Source records:
__________________________________________________
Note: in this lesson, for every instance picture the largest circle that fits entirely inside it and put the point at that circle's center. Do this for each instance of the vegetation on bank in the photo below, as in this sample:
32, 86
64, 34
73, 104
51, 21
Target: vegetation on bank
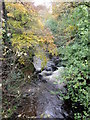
24, 35
71, 27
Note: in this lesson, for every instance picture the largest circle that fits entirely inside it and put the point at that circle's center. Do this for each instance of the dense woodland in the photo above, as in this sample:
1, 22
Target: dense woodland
64, 33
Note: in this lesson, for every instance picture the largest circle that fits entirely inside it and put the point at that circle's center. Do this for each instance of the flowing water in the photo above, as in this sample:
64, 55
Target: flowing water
39, 99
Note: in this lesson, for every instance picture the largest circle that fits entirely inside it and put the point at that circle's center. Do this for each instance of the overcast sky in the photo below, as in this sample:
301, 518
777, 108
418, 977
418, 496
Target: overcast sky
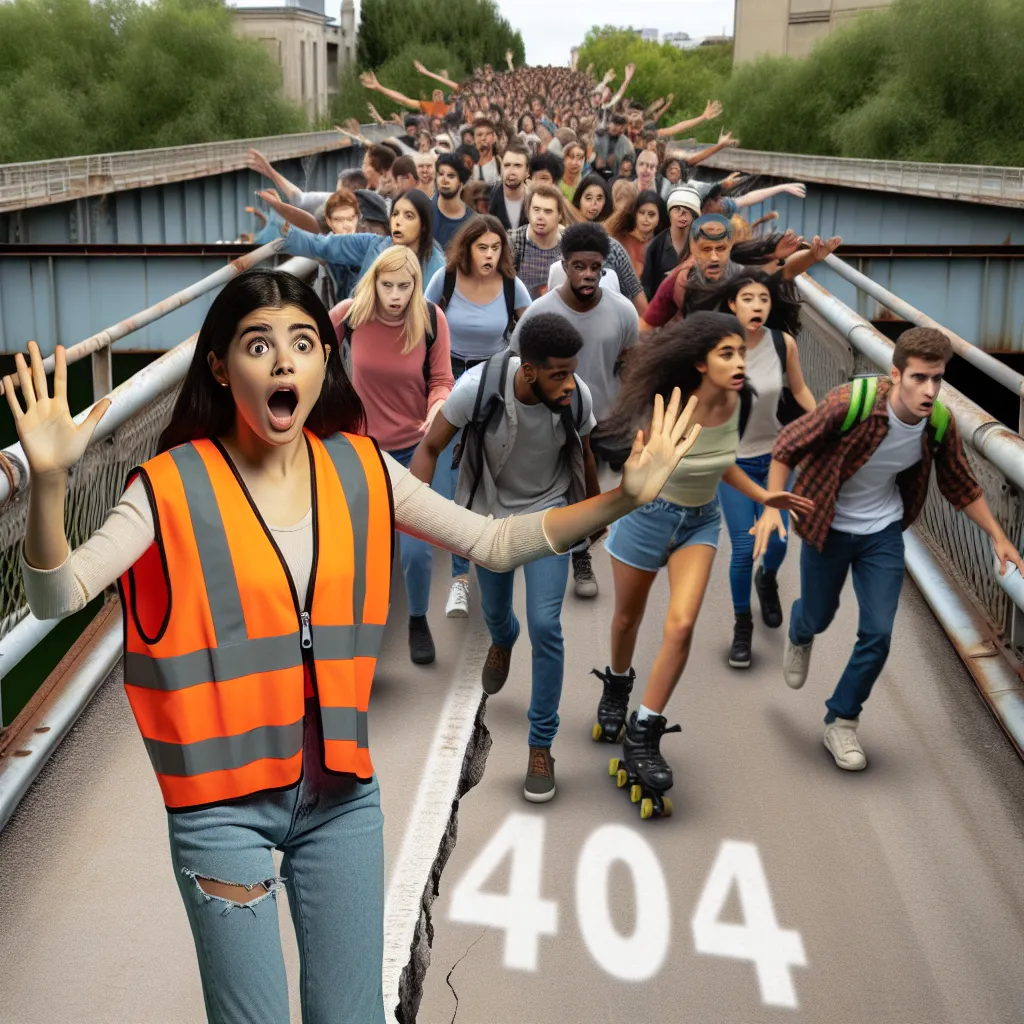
551, 28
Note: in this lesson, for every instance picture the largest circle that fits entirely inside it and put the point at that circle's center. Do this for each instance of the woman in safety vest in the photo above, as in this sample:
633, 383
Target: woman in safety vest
253, 557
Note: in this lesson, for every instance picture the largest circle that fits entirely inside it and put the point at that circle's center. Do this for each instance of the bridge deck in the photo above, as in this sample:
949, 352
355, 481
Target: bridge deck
903, 882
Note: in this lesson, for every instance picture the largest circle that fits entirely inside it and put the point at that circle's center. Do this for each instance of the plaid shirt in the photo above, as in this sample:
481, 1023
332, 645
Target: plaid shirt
827, 459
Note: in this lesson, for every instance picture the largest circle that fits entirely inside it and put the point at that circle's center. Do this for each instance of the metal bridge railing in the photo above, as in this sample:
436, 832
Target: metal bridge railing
972, 183
45, 181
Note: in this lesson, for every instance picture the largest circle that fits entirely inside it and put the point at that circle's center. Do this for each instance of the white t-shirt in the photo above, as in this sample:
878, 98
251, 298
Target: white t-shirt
869, 501
556, 278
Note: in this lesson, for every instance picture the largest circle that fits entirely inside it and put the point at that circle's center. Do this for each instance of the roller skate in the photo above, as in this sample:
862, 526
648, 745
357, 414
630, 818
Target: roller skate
__________________________________________________
**Task to carry out:** Scan the records above for the string "below", and copy every line where it turns up.

**Answer to the problem:**
Note: in this lesson, for every instance picture the largest circle that fits entirely inside it and put the point at that circle's center. Do this for each instance of the vegetation on bank in the photo below, as in this sample:
Note: in this lesson, for every instance picture the largest circle that fits entirely inside it and put the point at that circle's center. Do this for each instance of the overcast sky in the photo below, as in this sample:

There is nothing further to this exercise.